## WHAT THE TASK ASKS
Transcribe every one of the lines below word for word, omitting the pictures.

Pointing dataset records:
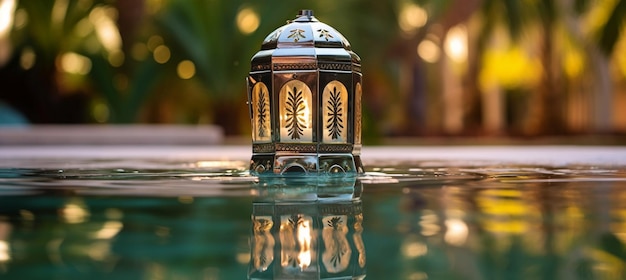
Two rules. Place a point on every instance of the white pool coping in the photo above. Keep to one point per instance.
(546, 155)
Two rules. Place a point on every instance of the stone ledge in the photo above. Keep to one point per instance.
(112, 135)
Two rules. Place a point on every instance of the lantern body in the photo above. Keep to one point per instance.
(304, 96)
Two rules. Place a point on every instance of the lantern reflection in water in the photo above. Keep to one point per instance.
(304, 230)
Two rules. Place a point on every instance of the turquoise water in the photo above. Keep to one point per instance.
(108, 219)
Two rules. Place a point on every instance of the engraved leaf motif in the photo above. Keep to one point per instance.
(335, 114)
(295, 114)
(325, 33)
(262, 114)
(296, 34)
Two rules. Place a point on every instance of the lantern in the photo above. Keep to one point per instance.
(304, 97)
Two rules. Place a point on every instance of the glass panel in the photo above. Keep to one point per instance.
(296, 121)
(261, 126)
(335, 112)
(358, 92)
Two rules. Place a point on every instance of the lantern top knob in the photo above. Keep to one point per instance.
(305, 13)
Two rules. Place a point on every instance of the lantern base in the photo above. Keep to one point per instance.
(303, 164)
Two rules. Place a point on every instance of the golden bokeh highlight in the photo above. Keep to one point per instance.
(247, 21)
(161, 54)
(411, 18)
(186, 69)
(429, 51)
(74, 63)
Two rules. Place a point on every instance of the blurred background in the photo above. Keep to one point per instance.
(468, 68)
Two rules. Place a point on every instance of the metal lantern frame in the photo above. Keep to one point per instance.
(304, 96)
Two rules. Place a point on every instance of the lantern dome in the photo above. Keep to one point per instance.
(304, 93)
(305, 30)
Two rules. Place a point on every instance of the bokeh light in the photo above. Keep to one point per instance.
(247, 21)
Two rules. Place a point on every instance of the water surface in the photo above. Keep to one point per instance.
(187, 219)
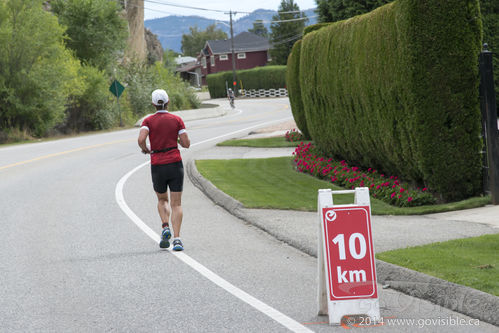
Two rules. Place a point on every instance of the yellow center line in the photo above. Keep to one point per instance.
(64, 153)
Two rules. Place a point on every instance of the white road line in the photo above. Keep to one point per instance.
(281, 318)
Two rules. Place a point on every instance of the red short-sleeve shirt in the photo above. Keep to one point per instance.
(164, 129)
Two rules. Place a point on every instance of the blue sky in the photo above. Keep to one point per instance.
(158, 8)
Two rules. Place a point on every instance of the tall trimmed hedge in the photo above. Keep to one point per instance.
(294, 91)
(267, 77)
(397, 89)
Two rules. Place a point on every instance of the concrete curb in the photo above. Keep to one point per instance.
(462, 299)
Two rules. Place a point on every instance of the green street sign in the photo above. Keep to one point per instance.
(116, 88)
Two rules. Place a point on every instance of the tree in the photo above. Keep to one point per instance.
(287, 28)
(490, 17)
(259, 29)
(96, 31)
(336, 10)
(37, 73)
(193, 42)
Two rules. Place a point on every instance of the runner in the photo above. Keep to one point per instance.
(165, 130)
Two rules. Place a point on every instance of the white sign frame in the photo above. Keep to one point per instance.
(336, 310)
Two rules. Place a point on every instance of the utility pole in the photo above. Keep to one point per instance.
(489, 122)
(234, 82)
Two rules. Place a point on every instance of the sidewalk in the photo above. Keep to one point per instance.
(389, 232)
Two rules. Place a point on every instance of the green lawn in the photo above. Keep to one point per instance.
(473, 262)
(272, 142)
(273, 183)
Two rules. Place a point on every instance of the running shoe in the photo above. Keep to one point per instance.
(165, 236)
(177, 245)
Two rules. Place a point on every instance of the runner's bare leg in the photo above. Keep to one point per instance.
(163, 207)
(177, 212)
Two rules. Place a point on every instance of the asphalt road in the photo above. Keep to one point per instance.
(78, 249)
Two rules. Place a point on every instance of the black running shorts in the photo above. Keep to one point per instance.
(168, 176)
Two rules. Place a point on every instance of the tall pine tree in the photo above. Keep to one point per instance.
(286, 29)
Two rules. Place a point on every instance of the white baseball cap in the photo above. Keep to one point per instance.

## CORRECT RESPONSE
Two rules. Place a point on every instance of the white pool coping in the photo above. Keep to one point per instance.
(546, 155)
Two rules. Place a point on every instance of the stone ledge in the photo above. Keep to one point per instance.
(112, 135)
Two rules. Place a point on every instance of the lantern body in the photo above. Keep to one point per instance.
(304, 96)
Two rules. Place a point on every instance of the lantern reflection in water in the photo above. Keep to one point per instance.
(304, 230)
Two rules. Place a point on every instance of the turquoise water in the photo above. Keep to one point per instance.
(108, 219)
Two rules. Place a point on every instance of the engraved leaf motif in the photo above. Keep to one point per instance.
(335, 114)
(295, 114)
(325, 33)
(262, 114)
(296, 34)
Two rules. Place a point on every instance of the lantern in the photo above. Keep to one point per instance.
(304, 97)
Two rules. Place a point on every instance of the glass panel in the photo above. Keep to one point per instance.
(296, 121)
(261, 126)
(335, 112)
(358, 92)
Two rules. Place a point on every instance of the lantern top knob in the photo above. Keep to one point per instance.
(305, 13)
Two rules. Place a point on every instance of the lantern base in the photo above. Keep to one point per instance.
(303, 164)
Two rules. Place a point on every instance of the golden bokeh highlight in the photo above. Keep to one point per instance.
(247, 21)
(161, 54)
(411, 18)
(186, 69)
(429, 51)
(74, 63)
Two rules. Place a point on every instance of the blurred background in the photo above. Keep to one point per instance.
(468, 68)
Two rules. Place a point on every instance of the metal lantern frame in the photo above. Keep to one point per instance.
(304, 96)
Two rules. Place a point on every instance of the lantern dome in the photo above. Keep to one point per instance.
(304, 93)
(305, 30)
Two rules. Place a point on every instance of the bokeh light in the photo above. Keep to one point per instance.
(247, 21)
Two rules. Place a point on every instance of the water surface in the photo above. Keep to one point per instance.
(187, 219)
Two rules. Place a point on every instance of the yellow center line in the photo above. Keep to one point per instance.
(64, 153)
Two rules. Place a point on every instance of the white road line in the photo above. Keep to one point per instance.
(281, 318)
Two rules. Place a point on every instance of the red short-sleeve shirt in the photo above. Keep to one point per instance.
(164, 129)
Two rules. Place a point on every instance of the blue sky in the photo above. Keep to one point per instance.
(158, 8)
Two rules. Place a point on every instance of the tall trimmed hedge in the photo above. Keep to one point per instance.
(294, 91)
(267, 77)
(397, 89)
Two rules. Place a point on every instance of the concrete curb in the photo above. Keep to one point per instance.
(462, 299)
Two rules. Place a point on every instance of the green street sign in the photo above. Keep to one point per instance.
(116, 88)
Two rules. Place a point on every instance of the tree in the photo above. Keep to one point per instance.
(287, 28)
(490, 17)
(259, 29)
(96, 31)
(336, 10)
(37, 73)
(193, 42)
Two rules. Place a point on every instance of the runner in the photo above. Keep to one point per instance.
(165, 130)
Two rules. Place a point on every instance of the white sign frame in the photo above. Keep to one point per instance.
(336, 310)
Two rules. Place a point on every instance of the utility pole in the photo above. Keep to one point per instance.
(489, 122)
(234, 82)
Two rules. Place a point on every instance of the sidewalk in the photo above. Keep to one point per instance.
(389, 232)
Two rules. Place a point on every instance of the green lawn in the photo above. Keep to one point per instance.
(473, 262)
(272, 142)
(273, 183)
Two rules. Place a point on every instance of the running shoe in the photo above. Keep to one point per instance.
(165, 236)
(177, 245)
Two rules. Place a point on every instance of the runner's bare leg in the photo above. Keep to one point per instance.
(163, 207)
(177, 212)
Two rules. Place a point on every instance of the asphalt road in the photo above. Keep to one point per instance.
(78, 249)
Two rules. Place a point on every instance of the black running shorts in the photo above. Keep to one point per instance.
(168, 176)
Two rules. Place a point on every instance of the tall pine tree in the photo above. Keep to one point per instance.
(286, 29)
Two rules. Place a point on every instance of the white baseball cap in the photo above. Keep to one point per instance.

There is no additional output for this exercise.